**Challenge:** State how many lines in the material below contain the string "cornice", with uppercase and lowercase letters treated as different. Reply with the number alone.

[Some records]
┄┄┄┄┄┄┄┄┄┄┄┄┄┄┄┄┄┄┄┄
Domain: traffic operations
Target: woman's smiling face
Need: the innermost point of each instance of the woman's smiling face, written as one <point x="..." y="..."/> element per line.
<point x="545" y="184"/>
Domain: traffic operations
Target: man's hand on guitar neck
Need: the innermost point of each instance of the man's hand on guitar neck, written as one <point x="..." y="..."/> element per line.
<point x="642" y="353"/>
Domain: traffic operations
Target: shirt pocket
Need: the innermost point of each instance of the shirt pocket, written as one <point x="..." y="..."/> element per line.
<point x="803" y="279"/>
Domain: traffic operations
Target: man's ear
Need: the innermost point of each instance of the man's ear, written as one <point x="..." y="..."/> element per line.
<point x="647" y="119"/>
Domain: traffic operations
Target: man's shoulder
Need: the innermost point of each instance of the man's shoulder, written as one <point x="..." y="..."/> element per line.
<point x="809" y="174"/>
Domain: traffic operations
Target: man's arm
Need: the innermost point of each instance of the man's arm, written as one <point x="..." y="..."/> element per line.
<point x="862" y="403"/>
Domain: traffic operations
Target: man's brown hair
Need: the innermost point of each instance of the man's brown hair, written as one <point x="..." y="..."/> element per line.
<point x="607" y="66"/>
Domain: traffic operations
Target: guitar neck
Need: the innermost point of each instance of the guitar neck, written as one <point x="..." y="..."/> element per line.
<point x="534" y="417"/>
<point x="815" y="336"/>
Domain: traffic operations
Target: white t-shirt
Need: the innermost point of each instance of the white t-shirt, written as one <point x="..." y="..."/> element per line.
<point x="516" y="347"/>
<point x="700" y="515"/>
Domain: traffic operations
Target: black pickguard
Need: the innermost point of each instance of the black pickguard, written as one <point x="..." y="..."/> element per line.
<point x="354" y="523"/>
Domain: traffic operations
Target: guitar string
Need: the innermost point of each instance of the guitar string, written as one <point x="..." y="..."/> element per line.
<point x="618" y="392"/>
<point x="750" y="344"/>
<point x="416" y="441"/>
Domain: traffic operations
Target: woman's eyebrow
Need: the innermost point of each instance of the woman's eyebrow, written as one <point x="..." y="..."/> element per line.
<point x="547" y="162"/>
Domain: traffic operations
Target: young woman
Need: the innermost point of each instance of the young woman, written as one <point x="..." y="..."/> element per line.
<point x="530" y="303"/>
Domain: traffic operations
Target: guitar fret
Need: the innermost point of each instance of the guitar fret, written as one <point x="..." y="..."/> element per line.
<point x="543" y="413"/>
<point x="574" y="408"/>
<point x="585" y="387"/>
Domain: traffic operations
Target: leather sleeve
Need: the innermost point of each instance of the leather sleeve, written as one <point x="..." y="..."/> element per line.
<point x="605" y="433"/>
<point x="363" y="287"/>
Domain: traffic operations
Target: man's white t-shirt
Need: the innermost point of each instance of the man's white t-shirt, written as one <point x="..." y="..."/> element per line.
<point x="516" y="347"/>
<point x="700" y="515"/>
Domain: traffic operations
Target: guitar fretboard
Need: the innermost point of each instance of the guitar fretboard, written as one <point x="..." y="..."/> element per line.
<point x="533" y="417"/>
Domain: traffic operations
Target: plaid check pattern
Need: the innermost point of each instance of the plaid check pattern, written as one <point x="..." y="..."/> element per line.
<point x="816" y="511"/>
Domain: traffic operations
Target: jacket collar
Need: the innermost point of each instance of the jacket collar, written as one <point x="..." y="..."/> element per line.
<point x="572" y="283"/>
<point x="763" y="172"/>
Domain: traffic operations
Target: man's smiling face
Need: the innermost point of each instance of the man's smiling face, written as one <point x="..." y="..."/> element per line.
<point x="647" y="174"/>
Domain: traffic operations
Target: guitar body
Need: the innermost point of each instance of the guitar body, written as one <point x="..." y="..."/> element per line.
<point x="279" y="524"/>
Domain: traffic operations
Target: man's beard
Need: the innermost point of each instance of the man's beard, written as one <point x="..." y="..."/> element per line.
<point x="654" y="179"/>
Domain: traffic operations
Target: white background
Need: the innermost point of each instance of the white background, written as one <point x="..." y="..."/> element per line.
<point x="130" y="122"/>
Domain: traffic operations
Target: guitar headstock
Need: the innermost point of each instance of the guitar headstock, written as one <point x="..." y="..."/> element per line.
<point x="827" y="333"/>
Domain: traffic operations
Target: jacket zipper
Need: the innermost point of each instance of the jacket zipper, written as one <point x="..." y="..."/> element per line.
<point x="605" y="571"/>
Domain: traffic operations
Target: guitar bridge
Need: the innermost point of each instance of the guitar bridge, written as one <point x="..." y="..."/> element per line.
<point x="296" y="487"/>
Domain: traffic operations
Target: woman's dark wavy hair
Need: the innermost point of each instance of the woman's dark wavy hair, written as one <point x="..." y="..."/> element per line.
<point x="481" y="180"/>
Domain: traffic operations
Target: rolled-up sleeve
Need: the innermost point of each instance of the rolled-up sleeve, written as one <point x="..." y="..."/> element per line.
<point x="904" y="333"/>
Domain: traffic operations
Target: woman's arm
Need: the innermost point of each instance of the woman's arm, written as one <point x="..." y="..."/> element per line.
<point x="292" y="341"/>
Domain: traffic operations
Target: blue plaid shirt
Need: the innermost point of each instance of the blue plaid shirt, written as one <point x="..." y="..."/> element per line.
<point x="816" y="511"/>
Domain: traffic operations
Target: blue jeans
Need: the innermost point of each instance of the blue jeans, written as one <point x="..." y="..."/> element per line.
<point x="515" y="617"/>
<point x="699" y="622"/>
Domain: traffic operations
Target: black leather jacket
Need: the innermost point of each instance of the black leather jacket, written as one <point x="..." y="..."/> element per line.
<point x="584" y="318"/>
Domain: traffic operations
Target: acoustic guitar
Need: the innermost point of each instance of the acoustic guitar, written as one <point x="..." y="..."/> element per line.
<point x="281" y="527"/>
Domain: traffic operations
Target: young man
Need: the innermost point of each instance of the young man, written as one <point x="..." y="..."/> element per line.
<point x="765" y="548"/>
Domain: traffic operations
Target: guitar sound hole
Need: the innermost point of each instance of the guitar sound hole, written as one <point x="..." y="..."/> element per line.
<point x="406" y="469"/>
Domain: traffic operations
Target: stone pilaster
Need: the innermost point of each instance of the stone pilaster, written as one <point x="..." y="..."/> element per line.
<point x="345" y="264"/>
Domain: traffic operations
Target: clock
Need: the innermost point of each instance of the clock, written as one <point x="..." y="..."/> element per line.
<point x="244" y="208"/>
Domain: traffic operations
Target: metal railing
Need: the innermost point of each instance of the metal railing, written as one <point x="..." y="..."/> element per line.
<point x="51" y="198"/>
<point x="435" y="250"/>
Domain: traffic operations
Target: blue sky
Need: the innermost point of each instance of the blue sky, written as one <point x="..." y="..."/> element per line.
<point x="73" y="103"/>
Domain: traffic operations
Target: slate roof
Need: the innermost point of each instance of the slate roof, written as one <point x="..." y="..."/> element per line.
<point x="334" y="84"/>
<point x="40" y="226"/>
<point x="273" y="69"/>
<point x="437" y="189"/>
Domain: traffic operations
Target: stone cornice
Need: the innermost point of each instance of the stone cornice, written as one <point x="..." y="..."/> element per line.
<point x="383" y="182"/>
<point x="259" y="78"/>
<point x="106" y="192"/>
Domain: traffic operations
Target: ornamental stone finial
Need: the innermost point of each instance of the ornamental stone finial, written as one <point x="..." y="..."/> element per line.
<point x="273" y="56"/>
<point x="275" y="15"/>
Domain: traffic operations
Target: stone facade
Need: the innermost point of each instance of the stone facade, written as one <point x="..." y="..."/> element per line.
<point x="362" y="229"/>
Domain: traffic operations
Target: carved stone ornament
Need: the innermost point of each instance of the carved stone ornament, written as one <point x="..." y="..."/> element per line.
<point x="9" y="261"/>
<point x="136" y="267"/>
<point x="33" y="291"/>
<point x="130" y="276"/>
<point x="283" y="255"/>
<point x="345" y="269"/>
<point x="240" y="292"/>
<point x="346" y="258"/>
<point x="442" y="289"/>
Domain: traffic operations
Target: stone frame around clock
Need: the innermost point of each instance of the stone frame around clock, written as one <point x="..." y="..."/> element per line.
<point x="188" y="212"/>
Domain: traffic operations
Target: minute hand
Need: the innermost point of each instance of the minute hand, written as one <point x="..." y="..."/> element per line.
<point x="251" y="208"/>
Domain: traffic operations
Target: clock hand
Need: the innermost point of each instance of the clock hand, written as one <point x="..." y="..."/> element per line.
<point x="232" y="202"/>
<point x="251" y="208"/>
┄┄┄┄┄┄┄┄┄┄┄┄┄┄┄┄┄┄┄┄
**Full response:** 2